- EXERCISE 1:
Answer these questions using the SfePy thread below, one answer per line, marked the same way:
(a) Which unit does Nayan ask about for stress?
(b) What was Nayan previously using on Windows?
(c) What does Robert say he would use for installing SfePy in Ubuntu?
- EXERCISE 2: Reproduce a passage of the SfePy thread below word for word, starting at the words "Regards, Nayan" and ending after the words "Python(x,y) or Canopy?".

I am using the regular package now and I got the output. I am confused with the units. What's the unit of stress here? Is it N/M2?
Regards, Nayan
On Friday, November 27, 2015 at 11:24:43 AM UTC+1, Robert Cimrman wrote:
On 11/26/2015 10:19 AM, naya...@gmail.com javascript: wrote:
Robert, Thanks a lot for your help. I was previously using Python(x,y) on my windows. I was getting errors during post processing. Now I want to install SfePy in Ubuntu. Which one would you suggest Python(x,y) or Canopy?
I would use the regular package system - all the packages are there. See [1] - let us know if something is missing there. I do not have a preference in scientific python distributions (not using them personally).

- GIVEN ENTRIES:
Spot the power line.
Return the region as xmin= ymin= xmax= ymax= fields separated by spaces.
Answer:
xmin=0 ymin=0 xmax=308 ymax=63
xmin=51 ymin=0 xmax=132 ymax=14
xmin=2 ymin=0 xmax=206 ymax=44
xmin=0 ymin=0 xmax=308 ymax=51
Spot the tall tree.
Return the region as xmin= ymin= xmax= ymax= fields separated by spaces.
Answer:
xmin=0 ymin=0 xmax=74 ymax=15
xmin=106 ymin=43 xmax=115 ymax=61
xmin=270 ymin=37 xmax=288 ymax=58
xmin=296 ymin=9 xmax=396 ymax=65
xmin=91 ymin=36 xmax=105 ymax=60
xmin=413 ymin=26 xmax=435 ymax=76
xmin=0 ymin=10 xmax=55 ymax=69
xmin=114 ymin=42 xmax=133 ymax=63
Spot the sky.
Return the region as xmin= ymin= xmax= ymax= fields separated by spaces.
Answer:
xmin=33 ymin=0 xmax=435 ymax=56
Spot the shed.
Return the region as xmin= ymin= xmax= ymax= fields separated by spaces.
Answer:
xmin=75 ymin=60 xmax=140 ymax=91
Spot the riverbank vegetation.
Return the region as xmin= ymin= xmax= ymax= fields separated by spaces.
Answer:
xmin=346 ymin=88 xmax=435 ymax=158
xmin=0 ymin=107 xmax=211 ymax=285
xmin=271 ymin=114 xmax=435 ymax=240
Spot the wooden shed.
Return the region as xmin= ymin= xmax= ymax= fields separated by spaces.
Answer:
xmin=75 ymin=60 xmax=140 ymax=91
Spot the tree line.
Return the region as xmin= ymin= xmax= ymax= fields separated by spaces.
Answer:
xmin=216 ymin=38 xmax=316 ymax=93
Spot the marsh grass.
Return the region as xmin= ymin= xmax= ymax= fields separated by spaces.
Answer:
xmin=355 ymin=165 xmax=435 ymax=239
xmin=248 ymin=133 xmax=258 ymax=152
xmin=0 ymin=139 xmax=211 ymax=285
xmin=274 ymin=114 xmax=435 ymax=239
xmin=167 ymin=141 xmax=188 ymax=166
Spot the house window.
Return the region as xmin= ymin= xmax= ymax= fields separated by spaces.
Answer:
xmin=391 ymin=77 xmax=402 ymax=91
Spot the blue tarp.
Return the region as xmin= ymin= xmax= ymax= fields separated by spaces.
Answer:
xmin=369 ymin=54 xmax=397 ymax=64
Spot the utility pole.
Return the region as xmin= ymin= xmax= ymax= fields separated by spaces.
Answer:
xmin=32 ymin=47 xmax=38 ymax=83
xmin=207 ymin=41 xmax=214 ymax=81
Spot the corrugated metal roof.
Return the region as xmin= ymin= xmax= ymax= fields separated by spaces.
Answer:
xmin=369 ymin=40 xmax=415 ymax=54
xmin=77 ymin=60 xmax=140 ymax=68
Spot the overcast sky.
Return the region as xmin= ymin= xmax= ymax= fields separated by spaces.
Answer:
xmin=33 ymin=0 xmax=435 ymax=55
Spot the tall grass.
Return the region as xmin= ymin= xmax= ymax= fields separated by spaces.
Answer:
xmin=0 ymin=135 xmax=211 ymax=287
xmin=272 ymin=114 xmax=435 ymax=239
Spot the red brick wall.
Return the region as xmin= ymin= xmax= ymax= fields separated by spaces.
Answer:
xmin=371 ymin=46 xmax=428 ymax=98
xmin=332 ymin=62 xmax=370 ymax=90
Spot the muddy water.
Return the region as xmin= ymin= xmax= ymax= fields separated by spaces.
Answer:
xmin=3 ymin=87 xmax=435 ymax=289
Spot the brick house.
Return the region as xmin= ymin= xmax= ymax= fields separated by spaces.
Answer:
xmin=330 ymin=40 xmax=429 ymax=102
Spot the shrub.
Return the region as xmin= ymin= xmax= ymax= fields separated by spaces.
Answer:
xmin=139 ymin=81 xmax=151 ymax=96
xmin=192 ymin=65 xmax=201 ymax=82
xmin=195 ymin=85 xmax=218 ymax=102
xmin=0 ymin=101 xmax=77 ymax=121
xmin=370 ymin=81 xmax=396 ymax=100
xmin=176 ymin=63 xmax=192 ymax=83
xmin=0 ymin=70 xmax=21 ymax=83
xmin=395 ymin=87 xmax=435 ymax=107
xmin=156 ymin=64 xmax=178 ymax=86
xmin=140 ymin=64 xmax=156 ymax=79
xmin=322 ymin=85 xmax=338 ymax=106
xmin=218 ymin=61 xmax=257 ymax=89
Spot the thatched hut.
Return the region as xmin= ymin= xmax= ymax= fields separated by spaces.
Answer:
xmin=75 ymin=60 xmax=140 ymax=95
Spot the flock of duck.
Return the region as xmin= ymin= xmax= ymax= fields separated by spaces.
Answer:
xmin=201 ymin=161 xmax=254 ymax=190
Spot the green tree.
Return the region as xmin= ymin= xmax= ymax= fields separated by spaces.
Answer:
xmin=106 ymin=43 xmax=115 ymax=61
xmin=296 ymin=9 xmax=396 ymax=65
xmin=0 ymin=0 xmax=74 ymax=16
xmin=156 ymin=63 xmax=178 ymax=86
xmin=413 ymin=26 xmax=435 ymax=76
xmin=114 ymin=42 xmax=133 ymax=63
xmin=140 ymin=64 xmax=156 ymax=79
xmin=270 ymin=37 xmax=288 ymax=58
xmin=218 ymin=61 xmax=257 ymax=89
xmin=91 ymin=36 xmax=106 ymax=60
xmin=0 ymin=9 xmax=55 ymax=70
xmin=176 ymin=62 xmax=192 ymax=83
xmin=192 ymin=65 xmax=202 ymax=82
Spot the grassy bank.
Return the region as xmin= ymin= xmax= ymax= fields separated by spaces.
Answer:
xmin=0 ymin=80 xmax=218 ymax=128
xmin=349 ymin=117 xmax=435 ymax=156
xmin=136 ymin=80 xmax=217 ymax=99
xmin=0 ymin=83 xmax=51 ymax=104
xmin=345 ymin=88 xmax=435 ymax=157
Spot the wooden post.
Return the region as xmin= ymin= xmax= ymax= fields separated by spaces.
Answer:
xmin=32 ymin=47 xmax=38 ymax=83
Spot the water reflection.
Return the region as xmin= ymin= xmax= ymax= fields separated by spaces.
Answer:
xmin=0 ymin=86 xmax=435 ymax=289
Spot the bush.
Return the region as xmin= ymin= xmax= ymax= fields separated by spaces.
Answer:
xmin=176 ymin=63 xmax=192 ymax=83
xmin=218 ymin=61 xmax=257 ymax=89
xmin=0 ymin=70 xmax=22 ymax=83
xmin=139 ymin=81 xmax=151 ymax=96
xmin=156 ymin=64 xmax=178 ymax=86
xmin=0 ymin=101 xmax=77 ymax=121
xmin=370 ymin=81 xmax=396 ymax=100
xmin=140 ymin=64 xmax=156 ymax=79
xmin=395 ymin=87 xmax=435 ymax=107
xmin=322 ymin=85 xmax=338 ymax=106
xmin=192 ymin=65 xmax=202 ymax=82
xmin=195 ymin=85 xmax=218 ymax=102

- CORRECT OUTPUT 1:
(a) N/M2
(b) Python(x,y)
(c) The regular package system

- CORRECT OUTPUT 2:
Regards, Nayan
On Friday, November 27, 2015 at 11:24:43 AM UTC+1, Robert Cimrman wrote:
On 11/26/2015 10:19 AM, naya...@gmail.com javascript: wrote:
Robert, Thanks a lot for your help. I was previously using Python(x,y) on my windows. I was getting errors during post processing. Now I want to install SfePy in Ubuntu. Which one would you suggest Python(x,y) or Canopy?